◆ Exercise prompt ◆
Reproduce the items from the beginning up to and including the line containing "(69, 216), (102, 266)", changing every occurrence of "broadcast frame" to "video frame" and leaving all else unchanged. Return only those lines.
## Start Task data
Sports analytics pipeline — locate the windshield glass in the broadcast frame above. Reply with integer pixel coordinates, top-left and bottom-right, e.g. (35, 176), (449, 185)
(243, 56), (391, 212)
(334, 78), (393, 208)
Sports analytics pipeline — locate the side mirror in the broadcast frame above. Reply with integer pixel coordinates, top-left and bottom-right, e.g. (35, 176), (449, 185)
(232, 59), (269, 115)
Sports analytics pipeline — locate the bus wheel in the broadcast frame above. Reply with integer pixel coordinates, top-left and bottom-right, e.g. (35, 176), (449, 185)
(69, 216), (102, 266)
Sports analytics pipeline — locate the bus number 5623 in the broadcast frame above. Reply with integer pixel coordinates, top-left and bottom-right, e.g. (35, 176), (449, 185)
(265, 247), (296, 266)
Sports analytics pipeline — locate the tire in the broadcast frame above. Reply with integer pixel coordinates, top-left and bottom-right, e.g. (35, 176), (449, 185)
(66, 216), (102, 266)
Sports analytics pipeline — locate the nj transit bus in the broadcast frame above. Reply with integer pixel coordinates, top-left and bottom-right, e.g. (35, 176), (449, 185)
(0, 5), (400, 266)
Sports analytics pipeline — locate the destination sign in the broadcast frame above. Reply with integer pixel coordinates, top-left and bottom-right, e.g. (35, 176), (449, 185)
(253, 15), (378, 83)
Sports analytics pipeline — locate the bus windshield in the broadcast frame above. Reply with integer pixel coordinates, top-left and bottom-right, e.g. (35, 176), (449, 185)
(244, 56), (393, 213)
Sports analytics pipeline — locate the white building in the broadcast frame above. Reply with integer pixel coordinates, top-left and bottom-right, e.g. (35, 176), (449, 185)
## End Task data
◆ Task answer ◆
Sports analytics pipeline — locate the windshield glass in the video frame above. Reply with integer pixel coordinates, top-left and bottom-right, e.g. (35, 176), (449, 185)
(243, 56), (391, 212)
(334, 78), (393, 208)
Sports analytics pipeline — locate the side mirror in the video frame above. Reply with integer pixel coordinates, top-left and bottom-right, e.g. (35, 176), (449, 185)
(232, 59), (269, 115)
Sports analytics pipeline — locate the bus wheel in the video frame above. Reply with integer pixel coordinates, top-left and bottom-right, e.g. (35, 176), (449, 185)
(69, 216), (102, 266)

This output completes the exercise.